# About this task
From top to bottom, each entry below must be reproduced exactly.

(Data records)
※ ※ ※
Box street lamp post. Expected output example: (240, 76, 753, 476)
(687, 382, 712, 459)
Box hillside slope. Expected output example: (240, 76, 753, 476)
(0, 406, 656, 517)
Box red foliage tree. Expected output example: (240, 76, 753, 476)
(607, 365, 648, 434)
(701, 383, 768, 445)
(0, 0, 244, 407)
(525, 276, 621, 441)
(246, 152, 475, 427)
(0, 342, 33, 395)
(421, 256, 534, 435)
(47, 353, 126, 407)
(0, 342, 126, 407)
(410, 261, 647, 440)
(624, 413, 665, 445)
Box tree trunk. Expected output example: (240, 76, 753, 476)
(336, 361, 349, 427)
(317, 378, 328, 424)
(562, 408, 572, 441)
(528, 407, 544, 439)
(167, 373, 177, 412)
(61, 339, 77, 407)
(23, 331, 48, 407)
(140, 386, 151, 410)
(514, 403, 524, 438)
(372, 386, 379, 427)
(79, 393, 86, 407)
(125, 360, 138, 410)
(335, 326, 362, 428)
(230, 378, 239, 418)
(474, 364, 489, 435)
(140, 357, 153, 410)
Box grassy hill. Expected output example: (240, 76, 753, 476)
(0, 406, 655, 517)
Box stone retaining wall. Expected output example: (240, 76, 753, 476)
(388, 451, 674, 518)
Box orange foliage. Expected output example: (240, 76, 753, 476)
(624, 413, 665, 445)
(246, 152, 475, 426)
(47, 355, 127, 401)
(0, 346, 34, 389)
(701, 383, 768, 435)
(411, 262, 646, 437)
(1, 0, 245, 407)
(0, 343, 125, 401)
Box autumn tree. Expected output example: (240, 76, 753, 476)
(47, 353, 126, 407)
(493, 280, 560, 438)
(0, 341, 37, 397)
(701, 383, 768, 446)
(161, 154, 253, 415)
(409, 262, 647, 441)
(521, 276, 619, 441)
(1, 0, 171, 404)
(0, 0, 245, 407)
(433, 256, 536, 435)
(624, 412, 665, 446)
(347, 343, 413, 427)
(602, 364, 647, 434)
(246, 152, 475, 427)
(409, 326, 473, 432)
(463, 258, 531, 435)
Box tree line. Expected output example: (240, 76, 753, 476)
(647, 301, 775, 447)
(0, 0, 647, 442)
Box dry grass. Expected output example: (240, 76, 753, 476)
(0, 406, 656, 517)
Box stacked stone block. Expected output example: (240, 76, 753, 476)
※ ※ ※
# Solution to this exercise
Box street lamp post. Expected output example: (240, 76, 753, 476)
(687, 382, 712, 459)
Box hillside slope. Expected output example: (240, 76, 753, 476)
(0, 406, 656, 517)
Box red foliage tree. Expected output example: (240, 76, 753, 476)
(607, 365, 648, 434)
(701, 383, 768, 445)
(0, 0, 244, 407)
(525, 276, 621, 441)
(246, 152, 475, 427)
(0, 342, 33, 395)
(421, 256, 534, 435)
(47, 353, 126, 407)
(0, 342, 126, 407)
(410, 261, 647, 440)
(624, 413, 665, 445)
Box tree trunk. Expected output example: (240, 76, 753, 476)
(336, 361, 349, 427)
(317, 378, 328, 424)
(562, 408, 572, 441)
(528, 407, 544, 439)
(167, 373, 177, 412)
(61, 339, 77, 407)
(23, 331, 48, 407)
(140, 386, 151, 410)
(514, 403, 524, 438)
(372, 386, 379, 427)
(79, 393, 86, 407)
(125, 360, 138, 410)
(335, 326, 362, 428)
(230, 378, 239, 418)
(474, 364, 489, 435)
(140, 357, 153, 410)
Box grassy hill. Expected output example: (240, 76, 753, 476)
(0, 406, 655, 517)
Box stone retaining wall. Expected output example: (240, 76, 753, 476)
(388, 451, 674, 518)
Box orange foliage. Expected output example: (240, 76, 753, 476)
(624, 413, 665, 445)
(246, 152, 475, 426)
(47, 355, 127, 401)
(0, 346, 34, 389)
(701, 383, 768, 435)
(411, 262, 646, 437)
(1, 0, 245, 407)
(0, 343, 125, 401)
Box autumn tree. Expected output example: (240, 76, 753, 476)
(47, 353, 126, 407)
(493, 280, 560, 438)
(0, 341, 37, 397)
(701, 383, 768, 446)
(161, 154, 253, 415)
(409, 262, 647, 441)
(521, 276, 619, 441)
(1, 0, 171, 404)
(0, 0, 245, 407)
(433, 256, 536, 435)
(624, 412, 665, 446)
(347, 343, 413, 427)
(602, 364, 647, 434)
(246, 152, 475, 427)
(409, 326, 473, 432)
(463, 258, 531, 435)
Box tree line. Expected output example: (240, 76, 753, 476)
(647, 301, 775, 447)
(0, 0, 647, 442)
Box dry grass. Expected output example: (240, 76, 753, 476)
(0, 406, 656, 517)
Box stacked stone block. Expected output example: (240, 76, 753, 476)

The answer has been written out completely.